TEXT SHOWN -
___

"To our knowledge, this is the first human study to determine the effects of folate supplementation on DNA repair. DNA repair is crucial in maintaining genomic stability and compromised DNA repair is associated with increased risk of malignancy," wrote lead author Graham Basten from the University of Sheffield.
Folate deficiency has previously been linked to an increased risk of precancerous lesions that could lead to a variety of cancers, including breast, colorectal, pancreatic, and lung.
The randomised, double-blind, placebo-controlled study, published in the British Journal of Cancer (Vol. 94, pp. 1942-1947), was carried out with 61 healthy volunteers (31 women) with an average age of 41.
Volunteers were assigned to receive daily folic acid supplements of 1.2 milligrams or a glucose placebo for 12 weeks. The folic acid dose is significantly higher than the RDI in both the UK and the US (200 micrograms), but significantly lower than the pharmacological doses used in many clinical trials.

___

WORK TASK A - Rewrite the part of the folate study text starting at "Folate deficiency has" and ending at "average age of 41.", with "precancerous lesions" replaced by "precancerous growths".
WORK TASK B - Decide whether each statement agrees with the folate study text, and answer yes or no with the deciding words quoted from it. (i) The study was carried out with 61 volunteers. (ii) The volunteers took the supplements or placebo for six weeks. (iii) The folic acid dose was lower than the RDI in the UK and the US.
The listing after this point is not needed for the work on the folate study text.

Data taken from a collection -
___

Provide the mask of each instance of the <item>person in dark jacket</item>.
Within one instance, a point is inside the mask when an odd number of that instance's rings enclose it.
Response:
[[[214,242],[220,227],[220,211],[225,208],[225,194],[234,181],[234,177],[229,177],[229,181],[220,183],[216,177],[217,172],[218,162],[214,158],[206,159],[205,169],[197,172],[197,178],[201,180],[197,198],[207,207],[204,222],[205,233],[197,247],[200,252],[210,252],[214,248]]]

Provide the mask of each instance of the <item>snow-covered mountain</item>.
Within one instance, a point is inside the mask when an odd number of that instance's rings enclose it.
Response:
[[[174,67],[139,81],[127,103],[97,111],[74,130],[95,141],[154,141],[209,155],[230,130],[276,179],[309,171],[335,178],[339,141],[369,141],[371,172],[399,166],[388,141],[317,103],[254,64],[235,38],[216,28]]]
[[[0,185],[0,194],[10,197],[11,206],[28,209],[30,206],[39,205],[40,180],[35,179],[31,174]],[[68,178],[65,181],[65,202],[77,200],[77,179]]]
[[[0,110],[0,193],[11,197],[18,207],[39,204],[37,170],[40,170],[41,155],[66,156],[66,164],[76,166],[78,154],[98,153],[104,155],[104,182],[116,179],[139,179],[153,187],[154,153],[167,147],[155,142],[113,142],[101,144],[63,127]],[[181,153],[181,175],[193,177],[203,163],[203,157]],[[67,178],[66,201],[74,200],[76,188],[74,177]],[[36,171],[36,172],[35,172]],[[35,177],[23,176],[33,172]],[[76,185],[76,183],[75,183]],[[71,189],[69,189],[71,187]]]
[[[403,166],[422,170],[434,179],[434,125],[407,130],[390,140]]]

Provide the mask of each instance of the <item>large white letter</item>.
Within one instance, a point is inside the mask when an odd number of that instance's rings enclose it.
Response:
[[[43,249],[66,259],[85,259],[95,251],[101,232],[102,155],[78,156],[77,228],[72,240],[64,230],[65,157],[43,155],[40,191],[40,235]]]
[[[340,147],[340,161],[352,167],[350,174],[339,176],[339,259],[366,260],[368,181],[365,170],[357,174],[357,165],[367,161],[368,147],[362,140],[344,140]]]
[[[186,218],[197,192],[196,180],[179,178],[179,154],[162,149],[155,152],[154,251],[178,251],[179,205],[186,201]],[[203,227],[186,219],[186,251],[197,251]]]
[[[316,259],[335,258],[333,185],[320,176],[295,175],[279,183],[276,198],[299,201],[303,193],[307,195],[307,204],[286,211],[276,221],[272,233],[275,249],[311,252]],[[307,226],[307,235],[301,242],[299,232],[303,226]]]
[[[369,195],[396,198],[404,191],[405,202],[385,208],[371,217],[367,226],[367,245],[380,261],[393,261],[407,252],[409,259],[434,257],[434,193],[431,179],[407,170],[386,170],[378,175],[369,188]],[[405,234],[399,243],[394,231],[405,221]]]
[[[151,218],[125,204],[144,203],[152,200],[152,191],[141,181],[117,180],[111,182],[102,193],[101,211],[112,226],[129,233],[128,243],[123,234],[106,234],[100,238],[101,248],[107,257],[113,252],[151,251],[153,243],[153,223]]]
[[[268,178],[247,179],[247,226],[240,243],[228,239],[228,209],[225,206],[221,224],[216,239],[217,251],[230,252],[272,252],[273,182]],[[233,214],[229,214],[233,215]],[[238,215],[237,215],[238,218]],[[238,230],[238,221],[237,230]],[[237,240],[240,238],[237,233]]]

___

EXERCISE RESULT A -
Folate deficiency has previously been linked to an increased risk of precancerous growths that could lead to a variety of cancers, including breast, colorectal, pancreatic, and lung.
The randomised, double-blind, placebo-controlled study, published in the British Journal of Cancer (Vol. 94, pp. 1942-1947), was carried out with 61 healthy volunteers (31 women) with an average age of 41.

EXERCISE RESULT B -
(i) Yes: "was carried out with 61 healthy volunteers (31 women)"
(ii) No: "for 12 weeks"
(iii) No: "significantly higher than the RDI in both the UK and the US (200 micrograms)"